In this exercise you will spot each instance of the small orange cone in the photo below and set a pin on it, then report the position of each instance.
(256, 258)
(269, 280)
---
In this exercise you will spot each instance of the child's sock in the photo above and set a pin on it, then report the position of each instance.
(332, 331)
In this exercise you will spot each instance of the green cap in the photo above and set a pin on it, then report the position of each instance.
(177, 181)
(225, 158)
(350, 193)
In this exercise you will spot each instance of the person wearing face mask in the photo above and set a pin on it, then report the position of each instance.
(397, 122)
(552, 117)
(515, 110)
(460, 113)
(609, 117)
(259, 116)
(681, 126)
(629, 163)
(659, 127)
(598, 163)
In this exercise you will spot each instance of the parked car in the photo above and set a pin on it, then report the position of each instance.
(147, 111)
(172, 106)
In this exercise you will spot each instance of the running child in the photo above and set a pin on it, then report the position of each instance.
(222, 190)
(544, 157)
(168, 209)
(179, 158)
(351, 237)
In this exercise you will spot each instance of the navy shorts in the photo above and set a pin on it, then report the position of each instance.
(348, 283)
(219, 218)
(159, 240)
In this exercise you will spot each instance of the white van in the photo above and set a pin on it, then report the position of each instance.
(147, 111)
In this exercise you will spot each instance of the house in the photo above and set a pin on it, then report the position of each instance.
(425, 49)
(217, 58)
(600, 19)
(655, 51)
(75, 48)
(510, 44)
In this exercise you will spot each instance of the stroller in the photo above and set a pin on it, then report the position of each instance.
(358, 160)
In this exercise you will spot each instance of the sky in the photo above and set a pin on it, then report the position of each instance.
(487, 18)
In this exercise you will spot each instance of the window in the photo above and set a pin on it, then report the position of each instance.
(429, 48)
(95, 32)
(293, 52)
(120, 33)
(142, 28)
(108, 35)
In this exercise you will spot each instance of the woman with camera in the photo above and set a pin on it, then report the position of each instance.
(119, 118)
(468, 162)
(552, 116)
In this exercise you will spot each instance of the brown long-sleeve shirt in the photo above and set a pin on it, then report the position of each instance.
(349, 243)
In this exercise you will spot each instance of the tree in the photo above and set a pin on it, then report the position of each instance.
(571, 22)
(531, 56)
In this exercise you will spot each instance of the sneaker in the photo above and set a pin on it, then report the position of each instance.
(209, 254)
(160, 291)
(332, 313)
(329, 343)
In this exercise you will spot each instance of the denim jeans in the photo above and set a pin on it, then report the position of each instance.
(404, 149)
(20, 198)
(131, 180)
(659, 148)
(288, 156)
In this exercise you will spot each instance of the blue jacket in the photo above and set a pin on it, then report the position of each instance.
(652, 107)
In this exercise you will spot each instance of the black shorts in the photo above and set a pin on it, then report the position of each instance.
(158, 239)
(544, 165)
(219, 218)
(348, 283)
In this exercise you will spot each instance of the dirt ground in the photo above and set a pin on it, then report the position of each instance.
--
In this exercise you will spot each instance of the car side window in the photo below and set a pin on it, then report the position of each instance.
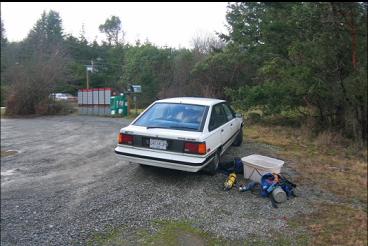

**PROBLEM TO WORK ON:** Copy out the data word for word from the line with "In this exercise you will spot each instance of the tree" to the line with "In this exercise you will spot each instance of the dirt", including both of those lines.

**THE COMPLETED TASK:**
In this exercise you will spot each instance of the tree in the photo above and set a pin on it, then report the position of each instance.
(571, 22)
(531, 56)
In this exercise you will spot each instance of the sneaker in the photo above and set a pin on it, then report the position of each instance.
(209, 254)
(160, 291)
(332, 313)
(329, 343)
In this exercise you will spot each instance of the denim jeans in the photo above and set a pin on it, then report the position of each instance.
(404, 149)
(20, 198)
(131, 180)
(659, 148)
(288, 156)
In this exercise you will spot each instance of the blue jacket in the photo above and set a pin on it, then report the position of each instance.
(652, 107)
In this exercise you will spot each instance of the black shorts in the photo above and set a pin on it, then report the position of each instance.
(158, 239)
(544, 165)
(219, 218)
(348, 283)
In this exercise you will spot each instance of the dirt ground in the photo above and set a pin on it, then report the position of each instance.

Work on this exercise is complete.